[Dataset records on object locations]
_ _ _ _

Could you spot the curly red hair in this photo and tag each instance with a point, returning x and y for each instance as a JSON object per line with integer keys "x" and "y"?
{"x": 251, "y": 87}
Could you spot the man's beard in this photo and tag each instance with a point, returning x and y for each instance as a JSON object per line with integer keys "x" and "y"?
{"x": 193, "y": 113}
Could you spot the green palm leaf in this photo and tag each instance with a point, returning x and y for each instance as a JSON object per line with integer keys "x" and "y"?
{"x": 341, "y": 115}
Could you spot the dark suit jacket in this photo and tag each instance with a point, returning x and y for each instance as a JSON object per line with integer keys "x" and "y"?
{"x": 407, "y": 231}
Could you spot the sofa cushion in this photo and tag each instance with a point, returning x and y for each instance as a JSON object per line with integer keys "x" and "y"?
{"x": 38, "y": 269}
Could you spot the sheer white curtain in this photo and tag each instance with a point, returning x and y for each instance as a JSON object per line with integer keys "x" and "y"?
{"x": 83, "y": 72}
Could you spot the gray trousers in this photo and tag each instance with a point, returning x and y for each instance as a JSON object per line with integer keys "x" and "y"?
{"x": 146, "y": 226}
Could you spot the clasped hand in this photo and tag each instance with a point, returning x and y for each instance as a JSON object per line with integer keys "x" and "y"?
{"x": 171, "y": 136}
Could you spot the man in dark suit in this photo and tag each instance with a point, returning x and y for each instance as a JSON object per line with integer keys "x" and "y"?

_ _ _ _

SET TASK: Begin at the line that has "Could you spot the green" and write out every line through the end of the records, requests included. Multiply each x and y coordinate in the answers by 1.1 and round to whole numbers, halves up.

SOLUTION BELOW:
Could you spot the green palm leaf in this photo and tag each instance with a point, returning x and y for each instance as a JSON object per line with integer keys "x" and "y"?
{"x": 375, "y": 127}
Could you spot the dark suit jacket in this photo and tag each instance with a point, returning x and y for each instance as a JSON object per line with integer keys "x" and "y"?
{"x": 448, "y": 254}
Could you spot the sofa cushion in this photo and tag each instance with a point, returning x and y for each instance as a JSON object per line with integer keys "x" and "y"?
{"x": 42, "y": 296}
Could you spot the sheer white curtain in this photo and tag each instance with a point, returning x and y for each instance as a JSON object per line with integer keys "x" and "y"?
{"x": 91, "y": 79}
Could you spot the gray trousers in this photo and tag each instance with a point, returning x and y for each instance as a JSON object per line with integer keys "x" and "y"?
{"x": 161, "y": 249}
Could you spot the clasped hand in this photo and tag each instance with a point, returning x and y for each instance as a JSON object per line with integer keys "x" and "y"?
{"x": 188, "y": 150}
Could you spot the man in dark suit in this photo and tag each instance with a point, returning x and y for each instance as a JSON object per line with integer keys "x" and "y"?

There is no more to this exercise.